• _Objective_
Please render the material from its first line up to and including the line with "[104,76,131,121]" as a JSON list of strings, one string per line, skipping blank lines. Leave the pictures out of the answer.

[Extracted records]
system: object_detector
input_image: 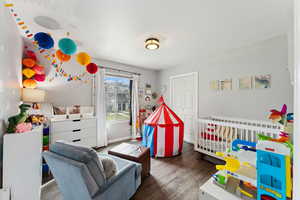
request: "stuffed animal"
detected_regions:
[7,104,30,133]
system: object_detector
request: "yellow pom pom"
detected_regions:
[23,79,37,89]
[76,52,91,66]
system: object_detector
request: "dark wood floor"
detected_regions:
[41,144,216,200]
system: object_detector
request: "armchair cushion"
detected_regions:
[50,141,106,189]
[99,155,118,180]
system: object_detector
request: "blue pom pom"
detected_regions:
[58,38,77,55]
[34,32,54,49]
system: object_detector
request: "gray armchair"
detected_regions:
[43,142,141,200]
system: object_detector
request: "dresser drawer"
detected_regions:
[72,137,97,147]
[51,127,97,143]
[51,118,96,134]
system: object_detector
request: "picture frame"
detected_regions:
[219,79,232,91]
[238,76,252,90]
[209,80,220,91]
[253,74,272,89]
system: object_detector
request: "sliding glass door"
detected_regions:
[104,75,131,142]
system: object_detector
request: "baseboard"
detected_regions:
[108,136,131,144]
[0,188,10,200]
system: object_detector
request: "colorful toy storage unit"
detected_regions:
[256,141,292,200]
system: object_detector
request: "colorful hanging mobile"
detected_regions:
[4,3,98,84]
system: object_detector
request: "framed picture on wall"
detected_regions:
[254,74,271,89]
[209,80,220,90]
[238,76,252,90]
[220,79,232,90]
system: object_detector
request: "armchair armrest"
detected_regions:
[98,163,135,193]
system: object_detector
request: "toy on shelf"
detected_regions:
[257,140,292,200]
[216,139,256,188]
[7,104,30,133]
[213,105,294,200]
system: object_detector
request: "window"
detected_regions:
[104,76,131,121]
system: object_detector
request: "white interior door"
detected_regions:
[170,72,198,143]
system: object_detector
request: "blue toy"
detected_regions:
[256,141,292,200]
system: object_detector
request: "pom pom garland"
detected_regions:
[55,49,71,62]
[22,58,35,68]
[25,50,37,61]
[23,79,37,89]
[22,68,35,78]
[76,52,91,66]
[32,65,45,74]
[34,74,46,82]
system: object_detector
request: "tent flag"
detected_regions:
[142,97,184,157]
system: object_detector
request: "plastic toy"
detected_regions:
[16,122,32,133]
[269,104,287,125]
[86,63,98,74]
[7,104,30,133]
[257,140,292,200]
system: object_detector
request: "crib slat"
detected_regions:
[195,117,282,159]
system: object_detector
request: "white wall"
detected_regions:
[34,55,158,141]
[95,60,158,142]
[159,36,293,120]
[0,6,23,155]
[37,54,158,105]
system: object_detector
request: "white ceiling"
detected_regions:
[15,0,292,69]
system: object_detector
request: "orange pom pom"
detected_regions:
[22,68,35,78]
[56,50,71,62]
[23,79,37,89]
[22,58,35,68]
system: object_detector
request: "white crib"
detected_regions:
[195,116,283,159]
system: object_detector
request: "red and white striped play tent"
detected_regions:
[142,97,184,157]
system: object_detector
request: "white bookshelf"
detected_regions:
[3,127,43,200]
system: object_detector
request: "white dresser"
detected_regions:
[50,118,97,147]
[0,127,43,200]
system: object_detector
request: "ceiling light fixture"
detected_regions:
[145,38,159,50]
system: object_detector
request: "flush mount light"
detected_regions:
[145,38,159,50]
[33,16,61,30]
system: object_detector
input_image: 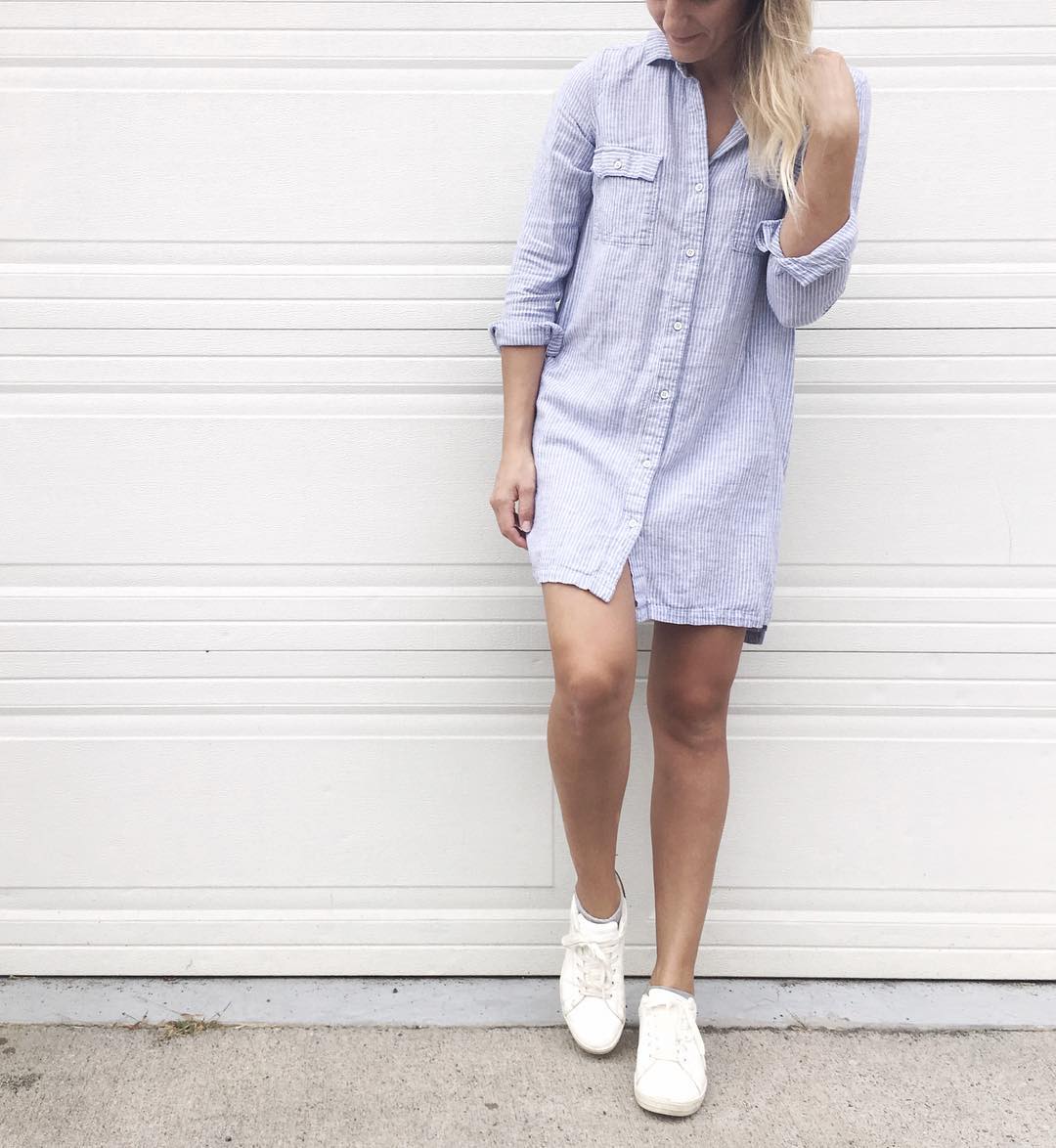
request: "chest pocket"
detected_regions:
[590,144,664,246]
[730,177,785,256]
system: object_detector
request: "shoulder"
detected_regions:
[847,65,870,104]
[555,40,647,131]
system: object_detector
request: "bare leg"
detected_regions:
[543,555,638,917]
[646,622,745,993]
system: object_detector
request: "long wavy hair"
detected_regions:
[732,0,814,212]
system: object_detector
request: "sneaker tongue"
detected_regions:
[579,912,620,937]
[648,985,692,1004]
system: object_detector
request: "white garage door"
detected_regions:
[0,0,1056,978]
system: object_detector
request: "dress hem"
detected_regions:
[534,565,770,645]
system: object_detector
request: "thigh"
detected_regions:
[646,622,745,714]
[543,563,638,690]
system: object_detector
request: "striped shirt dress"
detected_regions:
[489,27,870,644]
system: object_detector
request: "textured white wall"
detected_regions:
[0,0,1056,978]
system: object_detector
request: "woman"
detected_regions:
[489,0,870,1115]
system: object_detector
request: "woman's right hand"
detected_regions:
[491,447,535,550]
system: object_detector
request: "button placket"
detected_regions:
[625,68,709,542]
[625,67,711,557]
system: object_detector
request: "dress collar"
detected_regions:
[642,27,690,78]
[641,27,748,159]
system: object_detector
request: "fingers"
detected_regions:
[517,486,535,534]
[491,496,528,550]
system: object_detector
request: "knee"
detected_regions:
[646,682,730,750]
[554,660,635,728]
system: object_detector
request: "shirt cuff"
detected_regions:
[755,211,858,286]
[488,318,565,355]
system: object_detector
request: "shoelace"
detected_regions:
[561,929,620,997]
[638,1000,688,1061]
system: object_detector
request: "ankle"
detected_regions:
[575,877,622,919]
[648,972,695,996]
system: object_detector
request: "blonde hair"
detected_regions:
[732,0,814,211]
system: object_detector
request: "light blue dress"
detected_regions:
[489,27,870,644]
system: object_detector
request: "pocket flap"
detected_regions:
[590,144,664,179]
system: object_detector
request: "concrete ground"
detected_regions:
[0,977,1056,1148]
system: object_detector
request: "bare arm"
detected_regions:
[755,56,872,328]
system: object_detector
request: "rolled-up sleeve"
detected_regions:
[488,54,596,355]
[755,67,872,328]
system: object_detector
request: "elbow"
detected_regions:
[767,259,851,328]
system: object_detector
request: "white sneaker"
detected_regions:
[635,985,708,1116]
[560,873,627,1055]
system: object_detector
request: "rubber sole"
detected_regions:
[561,1009,626,1056]
[635,1088,704,1116]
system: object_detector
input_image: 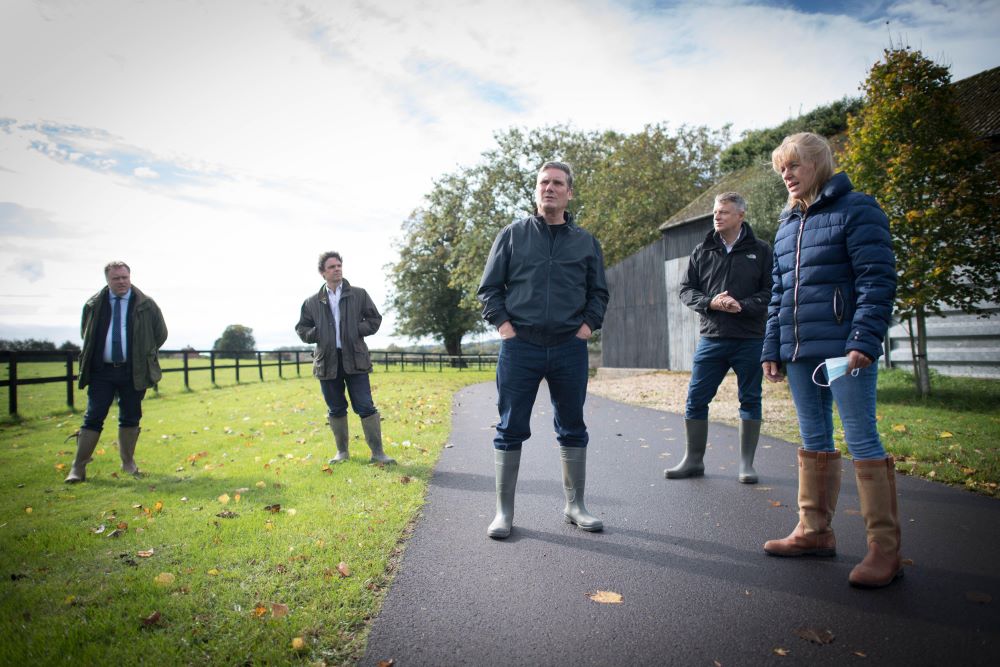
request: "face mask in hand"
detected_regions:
[813,357,861,387]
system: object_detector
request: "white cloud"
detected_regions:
[0,0,1000,347]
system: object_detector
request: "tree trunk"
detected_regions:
[913,306,931,398]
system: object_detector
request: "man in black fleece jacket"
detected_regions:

• _Task result_
[
  "system: object_detector",
  "input_image: ",
  "request: \"stuffed animal\"",
  "detected_regions:",
  "[7,104,30,133]",
  "system: object_detector",
  "request: \"yellow pom pom\"",
  "detected_regions:",
  "[23,79,37,89]",
  "[76,52,91,66]",
  "system: object_detector",
  "request: \"dark wood floor\"",
  "detected_regions:",
  "[41,144,216,200]",
  "system: object_detector",
  "request: \"armchair cushion\"",
  "detected_regions:",
  "[50,141,106,189]",
  "[99,155,118,180]",
  "system: object_detector",
  "request: \"blue pom pom\"",
  "detected_regions:",
  "[58,38,77,55]",
  "[34,32,54,49]",
  "system: object_detector",
  "request: \"gray armchair\"",
  "detected_regions:",
  "[43,142,141,200]",
  "system: object_detector",
  "request: \"dresser drawer\"",
  "detected_regions:",
  "[72,137,97,147]",
  "[51,127,97,143]",
  "[51,118,96,134]",
  "system: object_detector",
  "request: \"picture frame\"",
  "detected_regions:",
  "[219,79,232,91]",
  "[238,76,252,90]",
  "[209,80,220,91]",
  "[253,74,272,89]",
  "system: object_detector",
  "request: \"sliding glass door\"",
  "detected_regions:",
  "[104,75,131,142]",
  "system: object_detector",
  "request: \"baseboard\"",
  "detected_regions:",
  "[108,136,131,144]",
  "[0,188,10,200]",
  "system: object_detector",
  "request: \"colorful toy storage unit\"",
  "detected_regions:",
  "[256,141,292,200]",
  "system: object_detector",
  "request: \"colorful hanging mobile\"",
  "detected_regions:",
  "[4,3,98,84]",
  "system: object_detector",
  "request: \"framed picture on wall\"",
  "detected_regions:",
  "[254,74,271,89]",
  "[209,80,220,90]",
  "[238,76,252,90]",
  "[220,79,232,90]",
  "system: object_detector",
  "request: \"armchair armrest\"",
  "detected_regions:",
  "[98,163,135,193]",
  "system: object_detector",
  "request: \"toy on shelf\"",
  "detected_regions:",
  "[257,140,292,200]",
  "[216,139,256,188]",
  "[7,104,30,133]",
  "[213,105,294,200]",
  "system: object_detector",
  "request: \"window\"",
  "detected_regions:",
  "[104,76,131,121]"
]